### [Tarefa A]
Reescreva de forma mais concisa o parágrafo do texto sobre enzimas sintéticas que começa com "As enzimas são proteínas", preservando seus fatos principais.
### [Tarefa B]
Prossiga a redação do texto sobre enzimas sintéticas a partir da última frase apresentada.

### [Texto de origem]
------------------------------------------------------------------------

Modelo de linguagem aplica o princípio de geração de texto para sintetizar enzimas inéditas

As enzimas são proteínas que são responsáveis por realizar virtualmente todas as reações químicas de que as células precisam para funcionar. Elas são constituídas por sequências de aminoácidos de tamanho variável. Ao todo, existem cerca de 20 aminoácidos, que servem como o alfabeto à disposição para a construção de uma enzima. Uma sequência específica é quem determina, em um primeiro momento, a forma tridimensional que a enzima vai ter, e tanto seus aminoácidos constituintes quanto este formato final determinam a eficiência da enzima para promover as reações sob sua responsabilidade.

Em um trabalho publicado no começo do ano por pesquisadores da Universidade da Califórnia, nos Estados Unidos, essa analogia dos aminoácidos com um alfabeto se mostrou ser adequada não somente como recurso didático, mas também como fonte de inspiração para o desenvolvimento de novas tecnologias. Os cientistas usaram um modelo de linguagem para desenvolver uma inteligência artificial capaz de sugerir enzimas sintéticas, com sequências de aminoácidos inéditas, capazes de exercer a mesma função química que enzimas naturais. Como já existe um banco de dados extenso sobre a composição de aminoácidos de enzimas bem caracterizadas, o trabalho envolveu treinar o modelo com mais de 280 milhões dessas sequências, para que ele aprendesse, de certa forma, a “linguagem” que a biologia usa nesta tarefa. Depois que o modelo se especializou neste vocabulário, os cientistas então entregaram a ele 56 mil sequências iniciais de cinco famílias de uma enzima chamada de lisozima, para servir de prompt. Assim como os modelos generativos de texto, este modelo então completou essas sequências, de maneira a manter a “semântica” aprendida. Na fase seguinte, 100 dessas sequências foram selecionadas para síntese e teste in vitro, para quantificar sua funcionalidade. Em um segundo screening, as 5 melhores candidatas foram testadas in vivo, ou seja, dentro de células. Dessas, 2 se mostraram eficientes máquinas bioquímicas, capazes de realizar a mesma função que as lisozimas naturais, ainda que fossem apenas 18% similares entre si, e 70 e 90% similares a enzimas naturais.

------------------------------------------------------------------------

### [Dados a examinar]

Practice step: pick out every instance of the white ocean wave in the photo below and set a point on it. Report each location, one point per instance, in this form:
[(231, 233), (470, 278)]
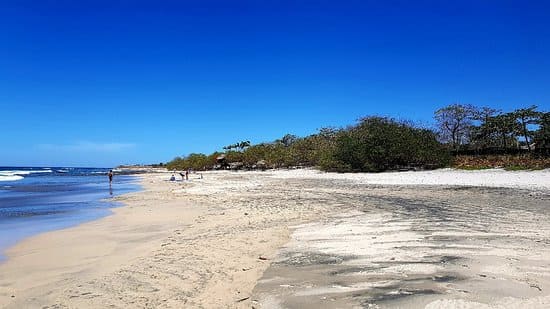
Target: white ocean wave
[(10, 178), (21, 173)]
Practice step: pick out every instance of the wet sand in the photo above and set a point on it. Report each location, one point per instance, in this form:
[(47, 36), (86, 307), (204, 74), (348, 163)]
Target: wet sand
[(411, 247), (296, 239)]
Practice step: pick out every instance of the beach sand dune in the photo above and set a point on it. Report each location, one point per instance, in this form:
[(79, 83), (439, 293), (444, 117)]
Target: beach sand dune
[(298, 239)]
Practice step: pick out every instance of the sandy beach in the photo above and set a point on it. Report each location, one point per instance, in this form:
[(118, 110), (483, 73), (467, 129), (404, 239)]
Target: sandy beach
[(300, 239)]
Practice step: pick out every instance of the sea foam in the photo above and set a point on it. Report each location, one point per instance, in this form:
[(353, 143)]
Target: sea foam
[(13, 175)]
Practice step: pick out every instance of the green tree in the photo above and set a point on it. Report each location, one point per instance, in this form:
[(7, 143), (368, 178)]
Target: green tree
[(526, 117), (454, 122)]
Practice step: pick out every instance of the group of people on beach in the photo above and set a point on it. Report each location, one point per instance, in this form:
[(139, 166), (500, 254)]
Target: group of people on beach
[(184, 176)]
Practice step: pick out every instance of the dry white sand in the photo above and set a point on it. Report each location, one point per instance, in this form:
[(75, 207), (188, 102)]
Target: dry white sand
[(198, 244)]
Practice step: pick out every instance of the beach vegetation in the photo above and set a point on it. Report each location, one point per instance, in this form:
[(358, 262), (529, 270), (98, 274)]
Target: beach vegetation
[(465, 136)]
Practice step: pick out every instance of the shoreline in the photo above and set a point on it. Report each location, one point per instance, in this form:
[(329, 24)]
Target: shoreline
[(202, 243), (102, 205)]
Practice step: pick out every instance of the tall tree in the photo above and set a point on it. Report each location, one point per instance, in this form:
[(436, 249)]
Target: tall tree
[(454, 123), (526, 117)]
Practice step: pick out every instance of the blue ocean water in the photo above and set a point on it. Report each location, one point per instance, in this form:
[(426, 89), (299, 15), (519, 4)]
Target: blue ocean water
[(38, 199)]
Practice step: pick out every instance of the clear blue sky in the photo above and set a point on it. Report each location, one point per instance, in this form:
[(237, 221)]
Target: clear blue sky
[(92, 83)]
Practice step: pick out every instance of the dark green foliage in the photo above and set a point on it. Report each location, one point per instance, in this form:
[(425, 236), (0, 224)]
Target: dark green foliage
[(542, 136), (377, 144)]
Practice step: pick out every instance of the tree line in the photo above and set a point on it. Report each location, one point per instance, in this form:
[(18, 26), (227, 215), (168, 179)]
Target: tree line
[(377, 144), (471, 129)]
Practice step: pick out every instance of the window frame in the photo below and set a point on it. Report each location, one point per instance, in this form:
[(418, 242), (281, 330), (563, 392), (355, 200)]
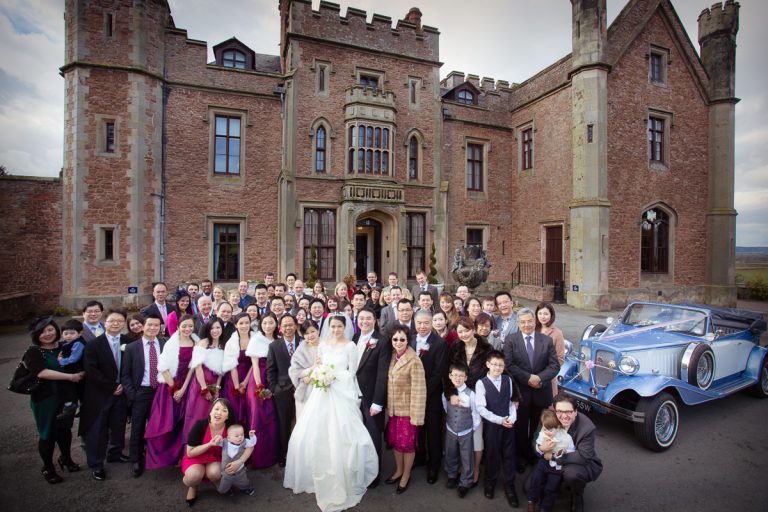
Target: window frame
[(323, 273), (666, 119), (412, 245)]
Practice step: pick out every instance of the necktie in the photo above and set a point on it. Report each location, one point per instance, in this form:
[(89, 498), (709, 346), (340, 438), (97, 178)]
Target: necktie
[(529, 349), (152, 365)]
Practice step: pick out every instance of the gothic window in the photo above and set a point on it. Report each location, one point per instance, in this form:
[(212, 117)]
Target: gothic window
[(475, 167), (415, 241), (227, 145), (369, 149), (233, 59), (320, 149), (654, 252), (465, 97), (320, 233), (528, 148), (413, 158), (226, 252)]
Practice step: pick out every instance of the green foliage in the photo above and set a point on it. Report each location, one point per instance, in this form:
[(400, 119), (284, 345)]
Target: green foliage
[(312, 268), (432, 277)]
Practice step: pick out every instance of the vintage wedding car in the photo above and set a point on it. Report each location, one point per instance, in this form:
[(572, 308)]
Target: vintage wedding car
[(655, 356)]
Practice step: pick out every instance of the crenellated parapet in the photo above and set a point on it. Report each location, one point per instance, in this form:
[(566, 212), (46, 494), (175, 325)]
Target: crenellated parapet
[(718, 27), (409, 37)]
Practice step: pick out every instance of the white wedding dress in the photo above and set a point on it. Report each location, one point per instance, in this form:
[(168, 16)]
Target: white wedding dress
[(330, 452)]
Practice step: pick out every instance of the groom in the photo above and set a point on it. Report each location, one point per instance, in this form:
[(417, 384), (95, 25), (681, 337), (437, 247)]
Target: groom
[(372, 378), (278, 361)]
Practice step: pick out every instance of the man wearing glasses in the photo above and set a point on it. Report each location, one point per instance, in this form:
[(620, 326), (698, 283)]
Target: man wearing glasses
[(583, 465)]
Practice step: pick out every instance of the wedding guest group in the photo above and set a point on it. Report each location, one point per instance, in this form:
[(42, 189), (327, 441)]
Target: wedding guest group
[(298, 380)]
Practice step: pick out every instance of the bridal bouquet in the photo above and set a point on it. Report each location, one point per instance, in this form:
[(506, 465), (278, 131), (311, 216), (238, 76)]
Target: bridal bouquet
[(322, 377)]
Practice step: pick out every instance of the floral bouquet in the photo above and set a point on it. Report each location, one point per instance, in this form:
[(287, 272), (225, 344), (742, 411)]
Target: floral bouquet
[(262, 392), (322, 376)]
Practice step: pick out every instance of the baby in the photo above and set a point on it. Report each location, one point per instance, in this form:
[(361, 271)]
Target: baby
[(547, 474), (235, 452)]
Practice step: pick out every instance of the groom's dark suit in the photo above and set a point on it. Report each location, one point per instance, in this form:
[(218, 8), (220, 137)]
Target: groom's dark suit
[(372, 379), (278, 362), (546, 366)]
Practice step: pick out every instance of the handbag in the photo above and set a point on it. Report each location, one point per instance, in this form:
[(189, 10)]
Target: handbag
[(24, 381)]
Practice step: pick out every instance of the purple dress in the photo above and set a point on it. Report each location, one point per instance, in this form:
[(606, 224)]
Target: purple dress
[(229, 392), (166, 420), (263, 419), (197, 406)]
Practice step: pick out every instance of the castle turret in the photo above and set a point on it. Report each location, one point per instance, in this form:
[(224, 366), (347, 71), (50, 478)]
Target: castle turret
[(589, 208), (717, 37), (115, 52)]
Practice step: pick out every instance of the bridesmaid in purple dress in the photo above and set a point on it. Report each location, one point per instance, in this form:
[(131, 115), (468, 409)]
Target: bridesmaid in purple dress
[(166, 421), (262, 416), (207, 357), (237, 367)]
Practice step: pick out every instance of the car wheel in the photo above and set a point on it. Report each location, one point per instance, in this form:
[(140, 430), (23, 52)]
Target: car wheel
[(593, 330), (760, 389), (701, 369), (659, 429)]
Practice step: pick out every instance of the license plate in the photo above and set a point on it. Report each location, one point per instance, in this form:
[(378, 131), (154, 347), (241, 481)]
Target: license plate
[(583, 406)]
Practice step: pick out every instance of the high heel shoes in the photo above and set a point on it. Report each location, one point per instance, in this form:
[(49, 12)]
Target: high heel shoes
[(51, 476), (70, 465)]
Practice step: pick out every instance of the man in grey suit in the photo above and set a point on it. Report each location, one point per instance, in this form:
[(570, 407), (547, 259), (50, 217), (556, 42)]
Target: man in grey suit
[(423, 286), (389, 313), (531, 361)]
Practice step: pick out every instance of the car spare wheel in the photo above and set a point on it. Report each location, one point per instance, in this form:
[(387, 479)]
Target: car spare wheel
[(698, 362), (659, 429)]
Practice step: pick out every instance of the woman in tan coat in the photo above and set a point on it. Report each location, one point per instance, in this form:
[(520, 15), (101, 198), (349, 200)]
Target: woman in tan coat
[(406, 401)]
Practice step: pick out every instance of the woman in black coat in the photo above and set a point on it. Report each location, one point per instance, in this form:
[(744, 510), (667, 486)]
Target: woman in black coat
[(46, 401)]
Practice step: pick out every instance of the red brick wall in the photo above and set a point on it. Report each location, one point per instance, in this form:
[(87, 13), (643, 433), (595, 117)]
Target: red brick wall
[(30, 241), (632, 185)]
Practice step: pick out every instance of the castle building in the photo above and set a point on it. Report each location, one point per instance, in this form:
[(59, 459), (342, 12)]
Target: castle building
[(612, 169)]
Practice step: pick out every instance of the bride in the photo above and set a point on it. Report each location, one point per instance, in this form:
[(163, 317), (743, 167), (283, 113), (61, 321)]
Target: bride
[(330, 452)]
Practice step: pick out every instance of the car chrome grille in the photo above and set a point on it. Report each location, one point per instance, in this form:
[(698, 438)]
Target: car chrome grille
[(603, 374)]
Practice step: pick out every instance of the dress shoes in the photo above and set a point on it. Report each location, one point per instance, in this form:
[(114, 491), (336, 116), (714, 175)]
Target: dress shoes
[(512, 498), (392, 480), (122, 458), (136, 469)]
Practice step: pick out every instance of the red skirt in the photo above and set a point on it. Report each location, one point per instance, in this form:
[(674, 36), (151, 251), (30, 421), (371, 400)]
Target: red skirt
[(401, 435)]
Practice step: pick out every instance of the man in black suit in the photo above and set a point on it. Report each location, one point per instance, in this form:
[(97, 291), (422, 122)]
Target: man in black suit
[(159, 307), (139, 377), (278, 361), (583, 465), (423, 286), (205, 315), (433, 352), (531, 361), (102, 415), (372, 377)]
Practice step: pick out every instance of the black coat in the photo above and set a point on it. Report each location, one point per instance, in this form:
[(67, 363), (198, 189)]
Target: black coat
[(101, 378)]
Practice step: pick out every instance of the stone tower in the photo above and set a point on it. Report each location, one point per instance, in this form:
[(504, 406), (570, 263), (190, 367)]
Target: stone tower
[(113, 151), (717, 37), (589, 207)]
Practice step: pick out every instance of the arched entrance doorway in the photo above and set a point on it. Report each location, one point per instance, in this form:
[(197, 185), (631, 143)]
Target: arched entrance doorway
[(367, 247)]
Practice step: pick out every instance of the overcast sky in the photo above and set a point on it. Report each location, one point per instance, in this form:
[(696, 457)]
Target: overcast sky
[(504, 39)]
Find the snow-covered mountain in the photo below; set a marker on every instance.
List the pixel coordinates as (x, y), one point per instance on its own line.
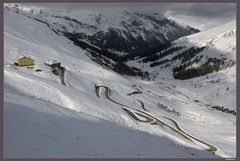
(130, 117)
(117, 31)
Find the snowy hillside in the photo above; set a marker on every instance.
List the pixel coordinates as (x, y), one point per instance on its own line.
(99, 113)
(117, 31)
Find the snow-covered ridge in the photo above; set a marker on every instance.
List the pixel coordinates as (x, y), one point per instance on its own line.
(43, 118)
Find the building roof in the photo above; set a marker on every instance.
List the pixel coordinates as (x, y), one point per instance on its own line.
(21, 57)
(50, 62)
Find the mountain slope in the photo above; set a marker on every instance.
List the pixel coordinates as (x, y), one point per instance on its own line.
(72, 121)
(119, 32)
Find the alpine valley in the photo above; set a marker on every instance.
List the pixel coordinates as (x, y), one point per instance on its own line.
(117, 84)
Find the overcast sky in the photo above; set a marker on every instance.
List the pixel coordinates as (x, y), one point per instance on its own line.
(199, 15)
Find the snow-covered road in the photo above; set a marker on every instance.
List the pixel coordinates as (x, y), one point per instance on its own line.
(149, 118)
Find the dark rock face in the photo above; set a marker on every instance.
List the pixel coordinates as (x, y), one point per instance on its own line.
(133, 33)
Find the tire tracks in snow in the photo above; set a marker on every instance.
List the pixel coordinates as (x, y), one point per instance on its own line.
(146, 117)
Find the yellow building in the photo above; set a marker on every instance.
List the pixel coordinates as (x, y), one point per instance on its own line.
(25, 61)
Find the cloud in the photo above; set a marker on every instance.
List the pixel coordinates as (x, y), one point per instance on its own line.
(199, 15)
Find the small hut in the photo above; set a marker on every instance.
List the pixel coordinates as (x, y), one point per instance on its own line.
(24, 61)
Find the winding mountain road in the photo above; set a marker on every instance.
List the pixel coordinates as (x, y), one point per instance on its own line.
(144, 116)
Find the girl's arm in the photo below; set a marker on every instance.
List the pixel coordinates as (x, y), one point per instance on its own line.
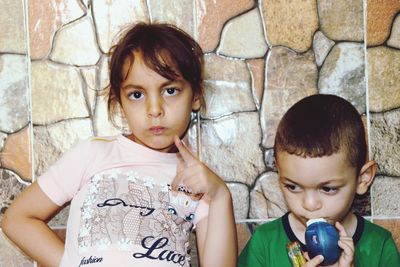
(25, 224)
(216, 234)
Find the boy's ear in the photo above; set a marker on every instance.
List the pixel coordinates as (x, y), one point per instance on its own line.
(196, 102)
(366, 177)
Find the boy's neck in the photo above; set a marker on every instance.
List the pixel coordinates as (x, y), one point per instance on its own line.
(299, 229)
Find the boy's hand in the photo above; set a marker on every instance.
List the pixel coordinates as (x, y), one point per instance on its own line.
(346, 258)
(195, 175)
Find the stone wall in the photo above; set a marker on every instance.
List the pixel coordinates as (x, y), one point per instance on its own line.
(261, 57)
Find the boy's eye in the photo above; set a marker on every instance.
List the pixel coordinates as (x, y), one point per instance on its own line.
(135, 95)
(329, 190)
(293, 187)
(171, 91)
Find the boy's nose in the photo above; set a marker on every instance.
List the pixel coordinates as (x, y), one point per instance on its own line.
(154, 107)
(311, 201)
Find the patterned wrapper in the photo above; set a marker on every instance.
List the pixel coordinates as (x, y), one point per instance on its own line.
(295, 254)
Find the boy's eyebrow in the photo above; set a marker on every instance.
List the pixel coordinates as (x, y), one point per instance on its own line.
(136, 86)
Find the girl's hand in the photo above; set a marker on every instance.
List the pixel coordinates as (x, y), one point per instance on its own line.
(346, 258)
(196, 176)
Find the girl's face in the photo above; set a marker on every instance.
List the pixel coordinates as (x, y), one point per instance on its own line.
(317, 187)
(155, 108)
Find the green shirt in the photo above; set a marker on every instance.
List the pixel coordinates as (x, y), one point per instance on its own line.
(267, 247)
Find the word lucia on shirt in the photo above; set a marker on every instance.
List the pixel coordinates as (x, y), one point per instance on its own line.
(126, 211)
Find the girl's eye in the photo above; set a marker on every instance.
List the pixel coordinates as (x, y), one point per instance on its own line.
(136, 95)
(329, 190)
(293, 188)
(171, 91)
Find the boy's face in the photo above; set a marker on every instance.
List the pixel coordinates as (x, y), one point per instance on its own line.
(317, 187)
(155, 108)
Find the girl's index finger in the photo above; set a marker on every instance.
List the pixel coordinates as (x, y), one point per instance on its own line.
(185, 153)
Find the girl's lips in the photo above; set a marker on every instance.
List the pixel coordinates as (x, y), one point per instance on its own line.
(157, 130)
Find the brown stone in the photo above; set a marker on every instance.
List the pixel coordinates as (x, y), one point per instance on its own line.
(45, 18)
(256, 67)
(343, 74)
(266, 199)
(227, 87)
(290, 77)
(342, 20)
(211, 16)
(380, 16)
(229, 149)
(179, 13)
(241, 41)
(59, 97)
(290, 23)
(112, 17)
(383, 78)
(393, 225)
(386, 196)
(394, 40)
(385, 141)
(12, 33)
(16, 154)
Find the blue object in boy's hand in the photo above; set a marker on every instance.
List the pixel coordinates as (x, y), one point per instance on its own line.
(322, 239)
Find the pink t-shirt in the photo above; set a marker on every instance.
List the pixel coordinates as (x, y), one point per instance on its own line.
(122, 211)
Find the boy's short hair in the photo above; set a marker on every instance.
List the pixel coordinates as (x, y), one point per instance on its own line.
(321, 125)
(165, 48)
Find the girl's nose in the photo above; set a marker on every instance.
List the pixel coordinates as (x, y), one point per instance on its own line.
(311, 201)
(155, 107)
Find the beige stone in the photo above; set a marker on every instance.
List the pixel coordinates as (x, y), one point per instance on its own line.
(321, 45)
(13, 92)
(10, 255)
(45, 18)
(59, 97)
(256, 67)
(385, 141)
(241, 41)
(112, 16)
(231, 147)
(240, 196)
(290, 23)
(266, 199)
(386, 196)
(70, 48)
(343, 74)
(11, 186)
(179, 13)
(341, 19)
(394, 39)
(380, 16)
(290, 77)
(16, 155)
(383, 78)
(12, 33)
(51, 142)
(211, 16)
(227, 87)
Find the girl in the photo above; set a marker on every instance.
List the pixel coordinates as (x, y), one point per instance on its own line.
(134, 198)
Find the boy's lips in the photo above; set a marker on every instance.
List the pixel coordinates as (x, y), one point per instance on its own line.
(157, 130)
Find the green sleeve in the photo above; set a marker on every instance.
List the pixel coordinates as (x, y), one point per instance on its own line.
(390, 255)
(253, 254)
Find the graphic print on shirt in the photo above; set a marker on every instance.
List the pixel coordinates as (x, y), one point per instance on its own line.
(124, 210)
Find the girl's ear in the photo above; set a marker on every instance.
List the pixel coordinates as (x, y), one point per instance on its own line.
(366, 177)
(196, 102)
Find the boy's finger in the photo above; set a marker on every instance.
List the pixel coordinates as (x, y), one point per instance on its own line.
(186, 155)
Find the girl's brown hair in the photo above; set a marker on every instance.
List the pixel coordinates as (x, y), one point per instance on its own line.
(165, 48)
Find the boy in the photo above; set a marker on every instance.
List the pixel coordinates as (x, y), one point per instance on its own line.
(320, 154)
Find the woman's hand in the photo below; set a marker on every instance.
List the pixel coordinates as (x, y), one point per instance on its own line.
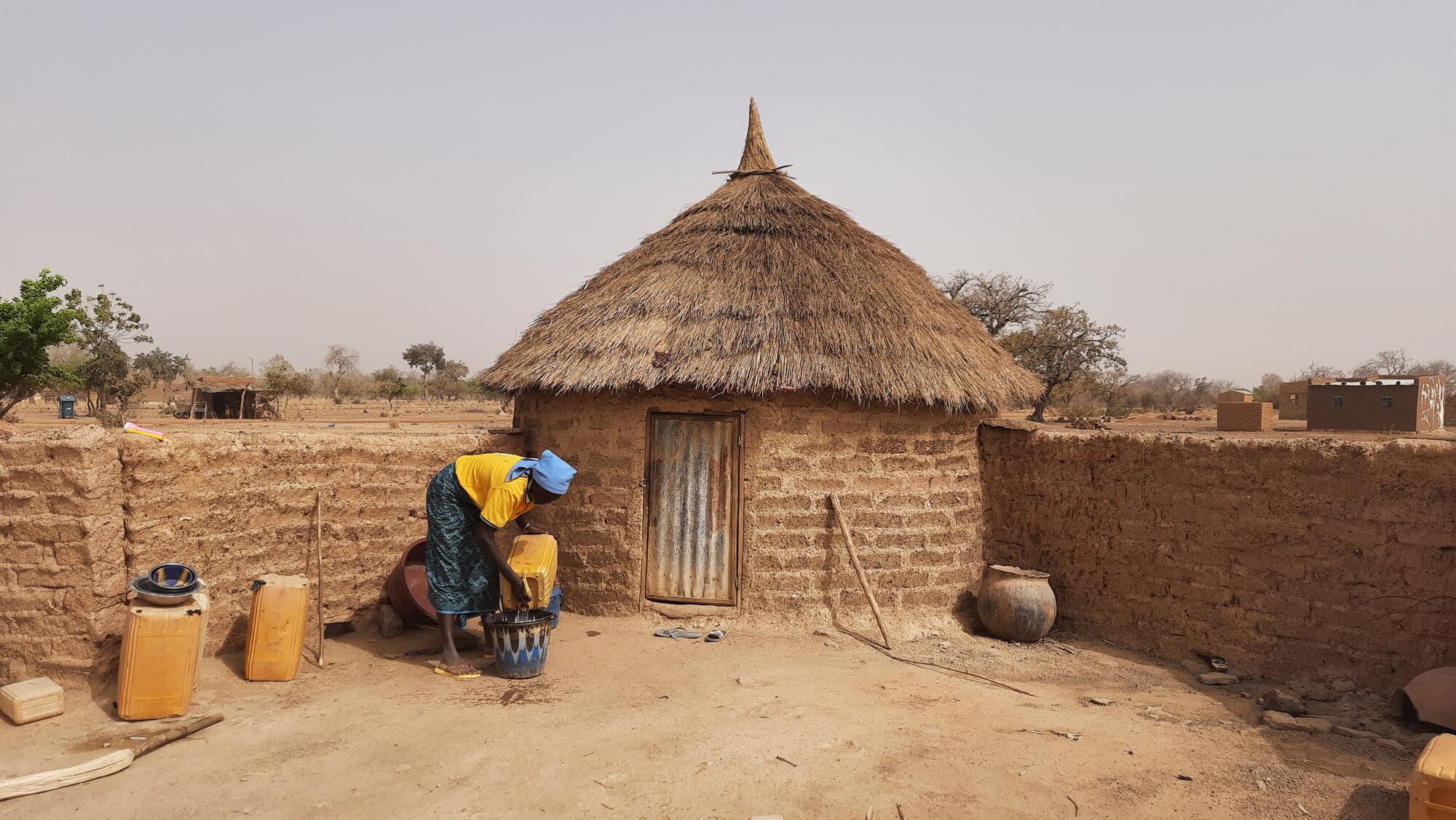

------------------------------------------------------------------------

### [Resposta A]
As enzimas são proteínas que realizam praticamente todas as reações químicas necessárias ao funcionamento das células. Compõem-se de sequências de aminoácidos de tamanho variável, construídas a partir de um alfabeto de cerca de 20 aminoácidos. A sequência determina inicialmente a forma tridimensional da enzima, e tanto os aminoácidos quanto essa forma definem sua eficiência nas reações.

### [Resposta B]
Como os resultados se mostraram muito promissores, os pesquisadores testaram então uma abordagem mais ousada, sintetizando enzimas com pouca similaridade com as lisozimas naturais. As novas enzimas se mostraram ativas mesmo com até apenas 31,4% das sequências idênticas a suas contrapartes conhecidas.

Como o formato das enzimas é tão importante para sua função, os autores então avaliaram a estrutura atômica das enzimas artificiais, e descobriram que elas tinham um formato “coerente”, mesmo tendo sequências de aminoácidos inéditas. Isso mostra que, mesmo sem ter sido treinado para esta tarefa explícita, o modelo foi capaz de capturar essa dimensão oculta da linguagem biológica.

Os pesquisadores acreditam que seu trabalho ajuda a consolidar o início de uma nova era no design de proteínas “from scratch”, sendo o primeiro grande avanço desde a evolução dirigida, técnica até então utilizada com o mesmo objetivo. O amadurecimento da área deve permitir o desenvolvimento de novas proteínas para finalidades tão diversas quanto o uso terapêutico ou a degradação de poluentes.